#### Work required:
Go through the lines below. Copy those with "negative".

#### Dataset records:
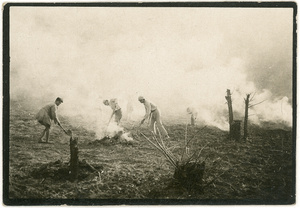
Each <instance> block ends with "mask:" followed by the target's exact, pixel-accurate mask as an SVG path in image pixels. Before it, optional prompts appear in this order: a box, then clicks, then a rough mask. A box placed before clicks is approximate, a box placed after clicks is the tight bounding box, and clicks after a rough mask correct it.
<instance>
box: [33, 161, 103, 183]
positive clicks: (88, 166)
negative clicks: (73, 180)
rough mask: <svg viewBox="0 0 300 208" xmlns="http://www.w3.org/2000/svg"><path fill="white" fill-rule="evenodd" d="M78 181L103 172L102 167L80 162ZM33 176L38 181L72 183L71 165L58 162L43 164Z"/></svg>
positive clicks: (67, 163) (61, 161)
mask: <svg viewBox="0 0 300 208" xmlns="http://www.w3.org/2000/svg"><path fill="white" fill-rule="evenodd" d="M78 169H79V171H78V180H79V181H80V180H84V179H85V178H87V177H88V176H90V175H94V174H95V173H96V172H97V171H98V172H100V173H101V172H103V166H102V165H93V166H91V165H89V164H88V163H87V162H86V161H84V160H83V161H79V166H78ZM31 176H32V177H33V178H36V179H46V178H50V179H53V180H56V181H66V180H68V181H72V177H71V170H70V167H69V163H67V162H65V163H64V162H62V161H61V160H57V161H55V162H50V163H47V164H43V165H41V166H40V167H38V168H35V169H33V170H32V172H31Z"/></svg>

...

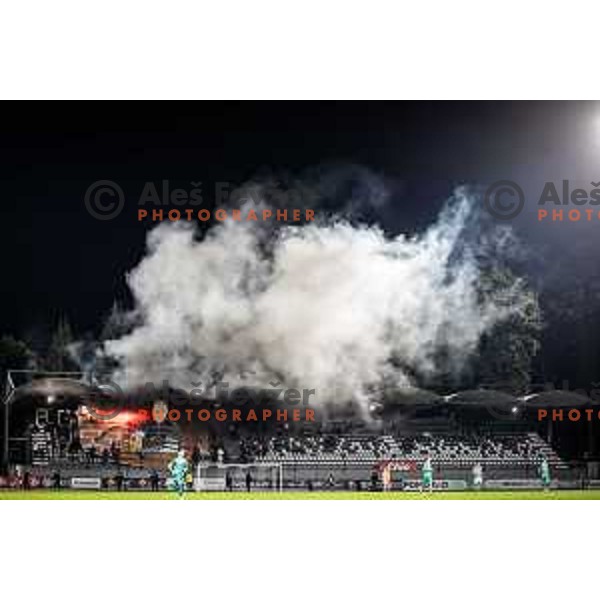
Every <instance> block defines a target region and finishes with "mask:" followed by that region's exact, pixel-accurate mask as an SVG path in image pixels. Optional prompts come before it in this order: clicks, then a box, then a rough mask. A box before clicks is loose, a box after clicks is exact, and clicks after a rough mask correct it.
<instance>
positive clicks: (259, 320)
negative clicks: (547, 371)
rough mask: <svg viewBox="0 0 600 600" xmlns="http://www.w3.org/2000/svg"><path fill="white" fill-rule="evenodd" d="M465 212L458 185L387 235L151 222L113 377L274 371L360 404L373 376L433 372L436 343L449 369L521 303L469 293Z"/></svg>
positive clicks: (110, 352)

==

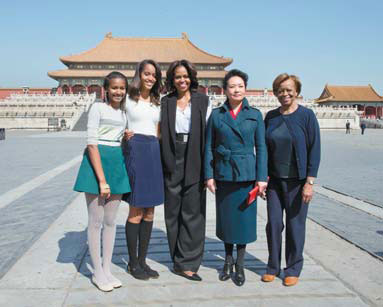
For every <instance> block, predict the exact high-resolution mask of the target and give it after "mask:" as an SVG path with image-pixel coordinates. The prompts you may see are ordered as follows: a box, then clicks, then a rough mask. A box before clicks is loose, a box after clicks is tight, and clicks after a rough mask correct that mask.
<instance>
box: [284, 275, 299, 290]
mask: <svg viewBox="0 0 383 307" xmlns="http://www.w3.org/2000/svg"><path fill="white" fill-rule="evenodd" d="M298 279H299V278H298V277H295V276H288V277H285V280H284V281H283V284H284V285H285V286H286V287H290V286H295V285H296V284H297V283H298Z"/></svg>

#### Written reply:
negative clicks: (73, 180)
negative clicks: (547, 371)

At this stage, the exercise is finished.